[Stored dataset items]
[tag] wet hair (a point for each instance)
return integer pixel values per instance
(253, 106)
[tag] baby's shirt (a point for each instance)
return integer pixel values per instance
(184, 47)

* STATED EXERCISE *
Transcribe exactly the line containing "[tag] baby's shirt" and all remaining lines of the material, ending with the last one.

* OUTPUT *
[tag] baby's shirt (a point for each instance)
return integer pixel values per instance
(184, 47)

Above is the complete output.